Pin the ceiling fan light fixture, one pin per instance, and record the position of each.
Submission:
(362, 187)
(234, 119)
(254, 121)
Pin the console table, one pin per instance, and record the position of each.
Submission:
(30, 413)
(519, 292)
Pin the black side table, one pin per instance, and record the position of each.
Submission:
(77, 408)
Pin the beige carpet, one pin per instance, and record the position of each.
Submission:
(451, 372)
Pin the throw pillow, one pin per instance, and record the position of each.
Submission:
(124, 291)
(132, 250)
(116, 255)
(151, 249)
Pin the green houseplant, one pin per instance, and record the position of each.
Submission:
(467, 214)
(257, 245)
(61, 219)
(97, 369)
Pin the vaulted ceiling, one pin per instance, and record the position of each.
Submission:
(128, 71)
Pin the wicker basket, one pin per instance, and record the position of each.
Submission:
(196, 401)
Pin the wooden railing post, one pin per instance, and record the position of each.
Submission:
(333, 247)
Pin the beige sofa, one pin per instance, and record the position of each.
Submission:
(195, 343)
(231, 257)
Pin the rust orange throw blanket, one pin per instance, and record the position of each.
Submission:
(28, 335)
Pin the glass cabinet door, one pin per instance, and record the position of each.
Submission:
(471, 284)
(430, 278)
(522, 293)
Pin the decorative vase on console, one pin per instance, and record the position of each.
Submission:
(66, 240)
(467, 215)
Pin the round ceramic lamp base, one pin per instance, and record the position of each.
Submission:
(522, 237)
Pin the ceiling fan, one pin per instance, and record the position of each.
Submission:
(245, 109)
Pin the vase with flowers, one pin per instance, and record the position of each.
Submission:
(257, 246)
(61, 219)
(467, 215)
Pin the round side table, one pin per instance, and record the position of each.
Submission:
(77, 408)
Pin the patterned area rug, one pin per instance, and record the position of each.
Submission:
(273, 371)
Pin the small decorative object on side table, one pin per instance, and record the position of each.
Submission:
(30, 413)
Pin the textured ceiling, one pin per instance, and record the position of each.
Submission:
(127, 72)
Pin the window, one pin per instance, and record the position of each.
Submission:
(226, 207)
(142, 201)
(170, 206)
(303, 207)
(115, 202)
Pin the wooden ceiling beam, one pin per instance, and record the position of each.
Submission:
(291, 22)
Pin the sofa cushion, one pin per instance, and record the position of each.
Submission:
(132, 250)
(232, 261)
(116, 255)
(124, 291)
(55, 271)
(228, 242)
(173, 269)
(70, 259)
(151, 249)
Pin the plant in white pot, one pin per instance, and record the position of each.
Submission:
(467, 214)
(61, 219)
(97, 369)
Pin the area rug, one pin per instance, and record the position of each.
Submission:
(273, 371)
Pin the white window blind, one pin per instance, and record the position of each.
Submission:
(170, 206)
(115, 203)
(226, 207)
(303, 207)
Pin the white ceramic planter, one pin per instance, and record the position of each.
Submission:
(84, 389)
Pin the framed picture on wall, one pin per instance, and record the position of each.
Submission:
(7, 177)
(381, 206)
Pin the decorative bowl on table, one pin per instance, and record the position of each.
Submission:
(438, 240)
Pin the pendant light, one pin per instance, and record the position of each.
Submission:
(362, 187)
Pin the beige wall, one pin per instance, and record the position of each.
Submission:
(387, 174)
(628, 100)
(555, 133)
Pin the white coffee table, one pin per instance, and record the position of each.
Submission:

_____

Set exercise —
Write out all the entries exactly.

Reply —
Pin the ceiling fan light fixture, one pin per instance, and record the position of each.
Submission:
(362, 187)
(234, 119)
(254, 121)
Pin the console table, one pin per instance, and record the position of each.
Submission:
(30, 413)
(519, 292)
Pin the black side table, one pin per instance, and record the position of each.
Submission:
(77, 408)
Pin the beige carpet, one pin per instance, and record the position of each.
Submission:
(451, 372)
Pin the throw pillow, one pin per instance, and record the position of each.
Submission:
(124, 291)
(132, 250)
(116, 255)
(151, 249)
Pin the green houseplant, one pin per instance, and record the position of each.
Submission:
(467, 214)
(257, 245)
(61, 219)
(97, 369)
Pin the vaulted ceiling, one pin per instance, and record the position of each.
Submission:
(128, 71)
Pin the wicker basket, one pin per instance, and record the position of each.
Submission:
(196, 401)
Pin the wooden railing post, one pin per instance, and record the position of each.
Submission:
(333, 247)
Pin the beige sofa, one pin per instance, and record the position of each.
Submission:
(195, 343)
(231, 257)
Pin the rust orange throw blanket, one pin per instance, and record the position of each.
Submission:
(28, 335)
Pin the glass cabinet door, one pin per instance, and record the position of each.
Submission:
(471, 284)
(430, 278)
(522, 293)
Pin the decorative vase on console, one pin per instance, and record the position of each.
Submission:
(66, 240)
(467, 215)
Pin the round ceramic lamp base, one pin per instance, and record the position of each.
Submission:
(522, 237)
Pin the ceiling fan, one pin per instance, and record the position of each.
Submission:
(245, 109)
Pin the vase with flowers, one pin per instance, and record the position of each.
Submission:
(257, 246)
(61, 219)
(467, 215)
Pin the round side table, one pin per instance, and record the position of each.
Submission:
(77, 408)
Pin the patterned area rug, one pin per instance, and record the position of each.
Submission:
(273, 371)
Pin the small decorative object on side table, one pin per instance, and record the position of each.
Submission:
(30, 413)
Pin the textured ceiling, one pin per instance, and record the position of each.
Submission:
(127, 72)
Pin the window, one pin per instance, and record the position of each.
Submission:
(226, 207)
(142, 201)
(170, 206)
(303, 207)
(115, 202)
Pin the wooden ceiling beam, one pin per instance, and record the position of each.
Submission:
(291, 22)
Pin the sofa cushion, one pin per instance, and record the position of each.
Submission:
(132, 250)
(232, 261)
(116, 255)
(124, 291)
(55, 271)
(228, 242)
(173, 269)
(70, 259)
(151, 249)
Pin the plant in white pot, one pin per instance, and record the position of each.
Submission:
(467, 214)
(61, 219)
(97, 369)
Pin the area rug, one pin per instance, and record the position of each.
Submission:
(273, 371)
Pin the white window blind, one pin per instance, and record the position of each.
Submission:
(170, 206)
(115, 203)
(226, 207)
(303, 207)
Pin the white ceramic planter, one pin per instance, and record the position of each.
Submission:
(84, 389)
Pin the framed picture on wall, one pin per instance, and record the position of each.
Submission:
(7, 177)
(381, 206)
Pin the decorative bowl on table, one pin per instance, and record the position of each.
Submission:
(438, 240)
Pin the pendant light, one pin per instance, and record the position of each.
Submission:
(362, 187)
Pin the beige wall, one pin per instance, and record the position of each.
Submission:
(387, 174)
(628, 100)
(555, 133)
Pin the white coffee table, one pin per instance, and record the position of each.
Submission:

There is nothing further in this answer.